SELECTED EXCERPT:

Economics researchers at Wellesley College and U Minnesota have published a study showing that feature films' US box office returns are not correlated to BitTorrent sharing. They also show that shorter delays between the US exhibition and overseas releases result in less file-sharing — that is, people outside the US download movies because they can't buy tickets to them.
The second point is an important one. There's only one Internet, networked culture doesn't respect national boundaries. A particularly effective marketing campaign for a new release in America will stimulate demand in other countries, and if there's no legitimate way to fulfill demand, then some portion of viewers will choose illegitimate routes. For example, the new Muppets movie has only just been released in the UK, some months after the US theatrical release (which was attended by enormous publicity). Presumably, someone at a studio concluded that there were too many UK movies in the pipeline at Christmas and not enough in February, and chose to delay the film's release to now. However, a certain portion of the audience for Muppet movies have been reading reviews, watching viral YouTube clips, and sitting through extended online discussions of the movie without being able to see it and participate. I'm pretty sure that a lot of these people downloaded the movie so that they could be a part of this moment.
Maybe they'll still buy tickets to the cinema, too. I'd guess that a lot of middle-class families with small children will do this. There aren't many kids' movies in cinematic release at the moment, and Muppets is certainly the best bet for a Sunday matinee during the record-breaking cold-snap, when no one wants to take the kids to a park on the weekend or during half-term break. But child-free adults who love the Muppets may well have slaked their thirst, and there are a lot of adults in the Muppet cohort, and adults who like kids' movies often complain about paying a lot of money to attend screenings that are disrupted by crying, talking, squirming children. If you've already seen the movie on your computer, that may be enough. Finally, there are families in the "squeezed middle" who are struggling to pay the bills may want to see the movie in the cinema, but simply lack the funds to do so, and the amount of time that's gone past since the initial release has meant that there are more online copies and that they're easier to download (for example, more BitTorrent seeds) than at the initial release. For them, the delayed release makes downloading easier and more attractive.

PROVIDED INFORMATION:
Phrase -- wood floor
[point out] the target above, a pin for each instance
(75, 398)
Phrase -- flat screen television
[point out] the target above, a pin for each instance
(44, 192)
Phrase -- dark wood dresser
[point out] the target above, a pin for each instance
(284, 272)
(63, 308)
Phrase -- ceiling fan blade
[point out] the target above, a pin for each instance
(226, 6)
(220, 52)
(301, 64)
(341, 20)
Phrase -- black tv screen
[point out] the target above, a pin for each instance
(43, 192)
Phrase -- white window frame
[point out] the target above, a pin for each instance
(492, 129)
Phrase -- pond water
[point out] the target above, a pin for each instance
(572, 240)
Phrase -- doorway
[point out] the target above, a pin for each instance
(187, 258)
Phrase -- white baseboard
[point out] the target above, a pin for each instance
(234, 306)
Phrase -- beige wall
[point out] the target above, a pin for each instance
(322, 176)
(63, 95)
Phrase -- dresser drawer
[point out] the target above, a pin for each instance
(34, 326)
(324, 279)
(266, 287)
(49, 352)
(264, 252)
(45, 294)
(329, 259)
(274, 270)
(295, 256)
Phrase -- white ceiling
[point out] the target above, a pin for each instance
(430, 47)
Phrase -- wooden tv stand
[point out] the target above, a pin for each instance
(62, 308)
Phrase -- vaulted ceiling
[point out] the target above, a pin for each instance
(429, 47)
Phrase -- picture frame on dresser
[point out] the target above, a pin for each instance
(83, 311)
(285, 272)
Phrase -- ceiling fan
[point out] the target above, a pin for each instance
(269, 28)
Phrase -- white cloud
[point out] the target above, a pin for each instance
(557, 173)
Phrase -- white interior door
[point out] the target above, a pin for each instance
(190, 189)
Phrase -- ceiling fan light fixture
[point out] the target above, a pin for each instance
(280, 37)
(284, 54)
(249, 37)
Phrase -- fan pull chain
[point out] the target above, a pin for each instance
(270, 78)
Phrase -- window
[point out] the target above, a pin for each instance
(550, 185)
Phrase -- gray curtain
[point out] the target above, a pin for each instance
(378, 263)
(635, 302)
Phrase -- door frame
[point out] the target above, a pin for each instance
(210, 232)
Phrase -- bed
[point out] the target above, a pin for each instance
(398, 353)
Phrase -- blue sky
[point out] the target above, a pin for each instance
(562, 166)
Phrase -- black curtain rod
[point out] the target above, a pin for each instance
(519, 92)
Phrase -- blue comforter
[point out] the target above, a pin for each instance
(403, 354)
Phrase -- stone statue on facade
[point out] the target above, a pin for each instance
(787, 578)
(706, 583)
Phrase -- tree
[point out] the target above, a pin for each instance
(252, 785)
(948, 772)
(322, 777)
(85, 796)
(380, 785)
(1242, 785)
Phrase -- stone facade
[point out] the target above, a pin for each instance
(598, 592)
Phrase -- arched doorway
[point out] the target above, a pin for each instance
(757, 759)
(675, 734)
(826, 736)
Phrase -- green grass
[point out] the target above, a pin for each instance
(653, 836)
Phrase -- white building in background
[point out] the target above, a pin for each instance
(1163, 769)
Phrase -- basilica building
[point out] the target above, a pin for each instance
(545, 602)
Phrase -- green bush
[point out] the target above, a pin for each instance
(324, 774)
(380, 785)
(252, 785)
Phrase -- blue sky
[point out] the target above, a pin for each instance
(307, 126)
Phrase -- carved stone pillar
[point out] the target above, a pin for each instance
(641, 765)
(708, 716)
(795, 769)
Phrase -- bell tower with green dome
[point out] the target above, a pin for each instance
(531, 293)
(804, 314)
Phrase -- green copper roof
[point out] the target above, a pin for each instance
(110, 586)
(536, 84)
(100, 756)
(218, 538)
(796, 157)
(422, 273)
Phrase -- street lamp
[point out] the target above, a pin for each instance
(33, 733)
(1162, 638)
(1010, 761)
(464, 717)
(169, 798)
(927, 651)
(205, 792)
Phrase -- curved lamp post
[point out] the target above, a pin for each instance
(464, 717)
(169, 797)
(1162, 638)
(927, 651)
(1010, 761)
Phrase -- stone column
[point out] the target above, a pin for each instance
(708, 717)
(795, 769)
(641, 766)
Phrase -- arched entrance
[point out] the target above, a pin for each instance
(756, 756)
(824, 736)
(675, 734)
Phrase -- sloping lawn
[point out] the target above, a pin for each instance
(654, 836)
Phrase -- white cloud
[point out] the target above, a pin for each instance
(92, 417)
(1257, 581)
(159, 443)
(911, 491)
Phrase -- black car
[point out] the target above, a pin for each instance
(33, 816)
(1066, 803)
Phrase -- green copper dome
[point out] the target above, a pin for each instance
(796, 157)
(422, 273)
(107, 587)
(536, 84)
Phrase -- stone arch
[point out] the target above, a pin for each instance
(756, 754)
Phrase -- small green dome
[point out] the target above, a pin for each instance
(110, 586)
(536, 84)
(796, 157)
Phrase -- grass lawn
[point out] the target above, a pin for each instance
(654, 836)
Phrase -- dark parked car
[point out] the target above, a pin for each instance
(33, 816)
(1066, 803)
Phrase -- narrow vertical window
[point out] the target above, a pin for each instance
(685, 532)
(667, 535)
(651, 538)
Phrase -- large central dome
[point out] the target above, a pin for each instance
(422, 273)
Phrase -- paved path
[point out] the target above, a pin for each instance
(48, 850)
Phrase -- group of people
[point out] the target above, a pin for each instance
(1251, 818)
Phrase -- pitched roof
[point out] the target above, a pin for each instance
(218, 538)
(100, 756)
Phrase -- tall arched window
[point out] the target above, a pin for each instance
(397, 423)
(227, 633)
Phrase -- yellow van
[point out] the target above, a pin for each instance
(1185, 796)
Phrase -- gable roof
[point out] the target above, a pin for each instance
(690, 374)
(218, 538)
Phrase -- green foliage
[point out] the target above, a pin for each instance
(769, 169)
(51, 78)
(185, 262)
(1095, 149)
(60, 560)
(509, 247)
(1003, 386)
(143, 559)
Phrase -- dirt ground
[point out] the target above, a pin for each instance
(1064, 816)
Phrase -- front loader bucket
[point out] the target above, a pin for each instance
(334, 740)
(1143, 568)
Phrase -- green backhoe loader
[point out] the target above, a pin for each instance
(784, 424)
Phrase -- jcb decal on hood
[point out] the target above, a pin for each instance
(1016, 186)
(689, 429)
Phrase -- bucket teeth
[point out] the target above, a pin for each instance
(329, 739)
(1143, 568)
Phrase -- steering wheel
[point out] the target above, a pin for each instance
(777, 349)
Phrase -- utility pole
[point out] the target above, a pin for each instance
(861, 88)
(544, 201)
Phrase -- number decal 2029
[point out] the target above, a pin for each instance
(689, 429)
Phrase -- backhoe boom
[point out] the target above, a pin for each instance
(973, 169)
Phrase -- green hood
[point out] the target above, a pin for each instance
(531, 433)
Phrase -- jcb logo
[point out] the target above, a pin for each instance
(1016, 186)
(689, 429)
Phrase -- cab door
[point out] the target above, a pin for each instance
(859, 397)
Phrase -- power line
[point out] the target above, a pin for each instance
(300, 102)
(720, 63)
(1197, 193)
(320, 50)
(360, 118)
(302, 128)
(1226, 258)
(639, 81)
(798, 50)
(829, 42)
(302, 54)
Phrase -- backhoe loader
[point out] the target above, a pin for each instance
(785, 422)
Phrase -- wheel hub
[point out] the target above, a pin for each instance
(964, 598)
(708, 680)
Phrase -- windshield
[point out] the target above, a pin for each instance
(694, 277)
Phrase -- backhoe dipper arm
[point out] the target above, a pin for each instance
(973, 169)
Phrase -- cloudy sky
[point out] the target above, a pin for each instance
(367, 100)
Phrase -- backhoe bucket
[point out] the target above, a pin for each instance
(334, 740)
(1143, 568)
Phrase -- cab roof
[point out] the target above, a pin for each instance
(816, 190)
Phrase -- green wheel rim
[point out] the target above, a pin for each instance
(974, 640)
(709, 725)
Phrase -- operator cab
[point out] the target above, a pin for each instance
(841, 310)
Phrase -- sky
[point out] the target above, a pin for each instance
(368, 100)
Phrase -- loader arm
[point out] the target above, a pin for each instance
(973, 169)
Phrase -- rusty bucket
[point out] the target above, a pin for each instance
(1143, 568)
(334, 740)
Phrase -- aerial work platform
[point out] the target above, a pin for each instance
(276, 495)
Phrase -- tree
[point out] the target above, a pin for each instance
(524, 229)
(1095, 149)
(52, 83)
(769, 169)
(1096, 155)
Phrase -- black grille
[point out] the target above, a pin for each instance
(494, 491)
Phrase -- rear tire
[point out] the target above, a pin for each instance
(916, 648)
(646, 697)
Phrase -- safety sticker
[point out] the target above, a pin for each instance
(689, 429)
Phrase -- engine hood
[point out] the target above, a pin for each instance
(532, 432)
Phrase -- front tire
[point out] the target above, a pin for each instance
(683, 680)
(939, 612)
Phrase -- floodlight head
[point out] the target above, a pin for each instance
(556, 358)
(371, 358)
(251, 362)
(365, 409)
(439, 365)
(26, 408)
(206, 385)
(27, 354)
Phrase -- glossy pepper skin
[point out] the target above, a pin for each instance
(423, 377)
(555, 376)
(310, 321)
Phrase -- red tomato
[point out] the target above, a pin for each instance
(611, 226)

INSTRUCTIONS:
1. Copy from the text on film releases and file-sharing the passage from "Economics researchers at" to "tickets to them.".
2. Condense the paragraph in the text on film releases and file-sharing that begins "Economics researchers at Wellesley College" into a shorter version that keeps its main facts.

ANSWERS PER TASK:
1.
Economics researchers at Wellesley College and U Minnesota have published a study showing that feature films' US box office returns are not correlated to BitTorrent sharing. They also show that shorter delays between the US exhibition and overseas releases result in less file-sharing — that is, people outside the US download movies because they can't buy tickets to them.

2. A study by economics researchers at Wellesley College and U Minnesota finds no correlation between feature films' US box office returns and BitTorrent sharing. It also finds that shorter gaps between US and overseas releases mean less file-sharing, because people outside the US download movies they can't buy tickets to.